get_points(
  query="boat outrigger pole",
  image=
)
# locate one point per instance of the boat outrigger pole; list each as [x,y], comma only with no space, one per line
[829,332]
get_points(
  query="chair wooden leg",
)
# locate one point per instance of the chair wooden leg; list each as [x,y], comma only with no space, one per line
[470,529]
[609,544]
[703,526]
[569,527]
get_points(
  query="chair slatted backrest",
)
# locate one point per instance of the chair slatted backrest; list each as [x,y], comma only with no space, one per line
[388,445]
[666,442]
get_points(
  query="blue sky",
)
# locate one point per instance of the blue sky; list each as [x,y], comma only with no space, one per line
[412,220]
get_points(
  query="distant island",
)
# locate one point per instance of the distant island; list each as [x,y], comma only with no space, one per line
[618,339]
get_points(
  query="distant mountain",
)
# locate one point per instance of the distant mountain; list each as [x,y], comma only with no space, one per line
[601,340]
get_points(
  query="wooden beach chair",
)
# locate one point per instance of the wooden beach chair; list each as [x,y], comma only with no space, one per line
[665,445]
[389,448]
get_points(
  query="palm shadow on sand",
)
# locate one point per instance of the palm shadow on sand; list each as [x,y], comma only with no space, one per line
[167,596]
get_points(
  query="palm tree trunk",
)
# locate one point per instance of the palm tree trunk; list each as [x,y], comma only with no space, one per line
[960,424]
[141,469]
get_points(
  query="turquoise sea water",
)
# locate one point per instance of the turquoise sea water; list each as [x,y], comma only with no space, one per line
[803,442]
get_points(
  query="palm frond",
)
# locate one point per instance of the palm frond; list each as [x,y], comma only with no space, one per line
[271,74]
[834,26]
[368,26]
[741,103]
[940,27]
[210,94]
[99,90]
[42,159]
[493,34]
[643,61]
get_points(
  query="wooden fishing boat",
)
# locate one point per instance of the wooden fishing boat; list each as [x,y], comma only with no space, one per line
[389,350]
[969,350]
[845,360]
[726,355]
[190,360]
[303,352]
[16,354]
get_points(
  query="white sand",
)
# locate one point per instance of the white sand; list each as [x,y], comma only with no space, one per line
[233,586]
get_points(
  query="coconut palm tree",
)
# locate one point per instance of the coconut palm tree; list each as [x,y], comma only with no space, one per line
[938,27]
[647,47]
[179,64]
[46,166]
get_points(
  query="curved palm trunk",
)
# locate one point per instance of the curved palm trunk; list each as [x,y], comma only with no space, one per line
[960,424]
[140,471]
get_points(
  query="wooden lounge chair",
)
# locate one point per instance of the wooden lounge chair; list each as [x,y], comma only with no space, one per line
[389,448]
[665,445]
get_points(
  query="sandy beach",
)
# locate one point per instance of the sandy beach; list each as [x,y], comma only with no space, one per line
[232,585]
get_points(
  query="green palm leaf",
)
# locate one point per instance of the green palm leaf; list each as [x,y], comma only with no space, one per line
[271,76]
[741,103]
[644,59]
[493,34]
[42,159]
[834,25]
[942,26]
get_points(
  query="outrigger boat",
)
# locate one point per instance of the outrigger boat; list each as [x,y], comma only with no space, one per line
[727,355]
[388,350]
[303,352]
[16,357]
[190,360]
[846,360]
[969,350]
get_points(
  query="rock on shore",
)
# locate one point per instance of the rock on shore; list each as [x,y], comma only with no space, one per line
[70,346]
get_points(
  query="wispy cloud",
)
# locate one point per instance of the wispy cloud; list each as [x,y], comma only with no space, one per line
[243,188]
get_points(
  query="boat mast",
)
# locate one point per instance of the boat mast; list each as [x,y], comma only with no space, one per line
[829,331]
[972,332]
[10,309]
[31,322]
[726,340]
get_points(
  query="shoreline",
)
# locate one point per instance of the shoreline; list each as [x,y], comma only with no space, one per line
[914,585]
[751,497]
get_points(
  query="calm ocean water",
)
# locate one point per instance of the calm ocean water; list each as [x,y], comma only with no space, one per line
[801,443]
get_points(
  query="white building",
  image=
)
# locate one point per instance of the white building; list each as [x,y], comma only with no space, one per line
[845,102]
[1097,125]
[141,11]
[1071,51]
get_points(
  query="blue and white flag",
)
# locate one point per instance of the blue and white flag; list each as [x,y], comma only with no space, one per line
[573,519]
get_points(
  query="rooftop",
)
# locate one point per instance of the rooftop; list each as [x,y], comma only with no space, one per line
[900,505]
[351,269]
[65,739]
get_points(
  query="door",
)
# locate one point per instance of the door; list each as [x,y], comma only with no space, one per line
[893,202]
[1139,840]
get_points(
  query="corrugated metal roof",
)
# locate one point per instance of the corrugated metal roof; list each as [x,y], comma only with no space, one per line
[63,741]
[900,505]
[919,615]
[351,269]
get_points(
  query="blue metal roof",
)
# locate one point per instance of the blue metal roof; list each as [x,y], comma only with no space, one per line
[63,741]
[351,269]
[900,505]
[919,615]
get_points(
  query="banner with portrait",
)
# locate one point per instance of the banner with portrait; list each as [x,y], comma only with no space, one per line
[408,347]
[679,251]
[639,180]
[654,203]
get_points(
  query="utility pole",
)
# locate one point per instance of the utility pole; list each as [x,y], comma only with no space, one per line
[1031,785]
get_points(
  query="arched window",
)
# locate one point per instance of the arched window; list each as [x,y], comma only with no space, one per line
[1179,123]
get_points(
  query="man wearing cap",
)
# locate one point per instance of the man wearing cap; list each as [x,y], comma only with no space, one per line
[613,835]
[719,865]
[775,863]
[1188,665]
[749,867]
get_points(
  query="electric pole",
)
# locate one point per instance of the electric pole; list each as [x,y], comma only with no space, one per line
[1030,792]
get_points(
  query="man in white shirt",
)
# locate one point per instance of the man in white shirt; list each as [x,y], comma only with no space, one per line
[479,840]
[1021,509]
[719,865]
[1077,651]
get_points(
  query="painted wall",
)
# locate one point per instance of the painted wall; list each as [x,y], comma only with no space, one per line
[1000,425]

·····

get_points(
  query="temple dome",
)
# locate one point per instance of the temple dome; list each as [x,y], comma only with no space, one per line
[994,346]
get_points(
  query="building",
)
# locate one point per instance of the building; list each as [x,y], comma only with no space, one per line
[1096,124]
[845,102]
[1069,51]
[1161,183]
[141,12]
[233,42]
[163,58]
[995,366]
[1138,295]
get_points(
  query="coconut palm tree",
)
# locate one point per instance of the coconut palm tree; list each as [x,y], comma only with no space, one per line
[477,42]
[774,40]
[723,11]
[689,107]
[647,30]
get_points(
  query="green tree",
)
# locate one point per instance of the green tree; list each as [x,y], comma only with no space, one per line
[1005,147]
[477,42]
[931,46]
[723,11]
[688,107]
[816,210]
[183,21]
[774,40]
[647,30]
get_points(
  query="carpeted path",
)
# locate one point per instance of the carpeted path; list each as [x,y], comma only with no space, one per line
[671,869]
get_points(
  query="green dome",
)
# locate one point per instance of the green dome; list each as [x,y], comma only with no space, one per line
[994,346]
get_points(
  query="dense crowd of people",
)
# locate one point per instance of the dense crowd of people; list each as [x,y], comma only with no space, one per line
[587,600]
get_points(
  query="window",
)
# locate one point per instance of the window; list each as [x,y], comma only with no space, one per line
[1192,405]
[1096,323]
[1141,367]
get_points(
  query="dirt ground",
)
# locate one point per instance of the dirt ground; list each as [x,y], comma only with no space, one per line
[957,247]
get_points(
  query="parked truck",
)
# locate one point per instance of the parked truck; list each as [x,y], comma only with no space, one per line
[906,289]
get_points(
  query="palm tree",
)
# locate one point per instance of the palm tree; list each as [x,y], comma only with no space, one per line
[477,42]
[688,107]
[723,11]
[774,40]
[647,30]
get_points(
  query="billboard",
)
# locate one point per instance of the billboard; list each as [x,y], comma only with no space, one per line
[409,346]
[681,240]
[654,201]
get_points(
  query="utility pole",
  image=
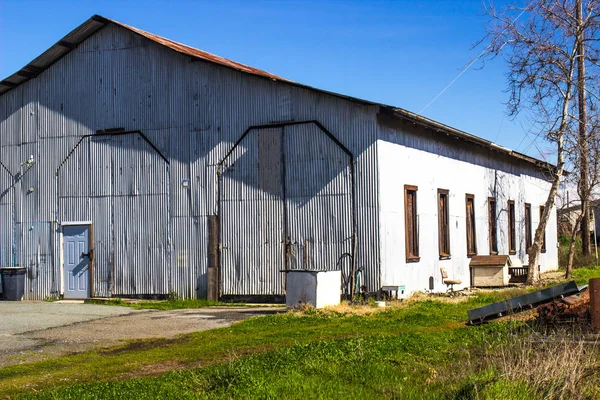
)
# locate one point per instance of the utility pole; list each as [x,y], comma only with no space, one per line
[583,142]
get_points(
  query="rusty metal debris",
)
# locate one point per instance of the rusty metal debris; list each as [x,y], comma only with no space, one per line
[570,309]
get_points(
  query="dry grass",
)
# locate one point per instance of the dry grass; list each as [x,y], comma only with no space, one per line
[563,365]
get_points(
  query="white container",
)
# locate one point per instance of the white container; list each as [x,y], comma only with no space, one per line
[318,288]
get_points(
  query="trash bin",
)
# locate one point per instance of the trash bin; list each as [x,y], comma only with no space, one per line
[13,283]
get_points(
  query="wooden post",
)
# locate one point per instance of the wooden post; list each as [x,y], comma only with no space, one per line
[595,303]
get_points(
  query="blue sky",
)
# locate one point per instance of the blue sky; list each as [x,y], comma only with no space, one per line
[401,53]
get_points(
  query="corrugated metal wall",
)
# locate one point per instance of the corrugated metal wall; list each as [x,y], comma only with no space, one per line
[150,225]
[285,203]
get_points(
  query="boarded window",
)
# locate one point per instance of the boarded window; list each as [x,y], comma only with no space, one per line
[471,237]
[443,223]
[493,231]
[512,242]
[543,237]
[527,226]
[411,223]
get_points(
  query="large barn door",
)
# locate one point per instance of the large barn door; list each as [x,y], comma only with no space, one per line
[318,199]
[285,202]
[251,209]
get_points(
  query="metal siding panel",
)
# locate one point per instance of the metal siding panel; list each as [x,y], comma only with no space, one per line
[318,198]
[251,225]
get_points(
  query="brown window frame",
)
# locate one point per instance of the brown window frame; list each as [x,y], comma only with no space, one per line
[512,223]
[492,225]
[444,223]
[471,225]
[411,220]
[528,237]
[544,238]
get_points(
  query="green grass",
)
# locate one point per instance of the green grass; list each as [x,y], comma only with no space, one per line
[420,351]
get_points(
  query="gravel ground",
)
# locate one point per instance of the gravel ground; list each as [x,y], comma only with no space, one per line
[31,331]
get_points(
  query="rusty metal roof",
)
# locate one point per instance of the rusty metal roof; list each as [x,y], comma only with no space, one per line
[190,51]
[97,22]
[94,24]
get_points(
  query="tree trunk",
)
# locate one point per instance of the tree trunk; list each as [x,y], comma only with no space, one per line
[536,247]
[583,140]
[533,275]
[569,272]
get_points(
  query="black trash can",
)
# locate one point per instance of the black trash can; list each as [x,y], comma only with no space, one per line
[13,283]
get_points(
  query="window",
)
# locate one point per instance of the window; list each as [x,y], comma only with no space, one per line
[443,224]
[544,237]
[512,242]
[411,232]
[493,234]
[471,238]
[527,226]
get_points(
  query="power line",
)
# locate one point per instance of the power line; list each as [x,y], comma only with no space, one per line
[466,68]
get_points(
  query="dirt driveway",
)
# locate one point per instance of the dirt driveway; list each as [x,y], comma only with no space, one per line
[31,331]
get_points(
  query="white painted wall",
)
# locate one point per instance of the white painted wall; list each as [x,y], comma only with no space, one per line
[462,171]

·····

Determine how many lines in the rows above contain the string "outrigger". State only that number.

■ Response to this exercise
4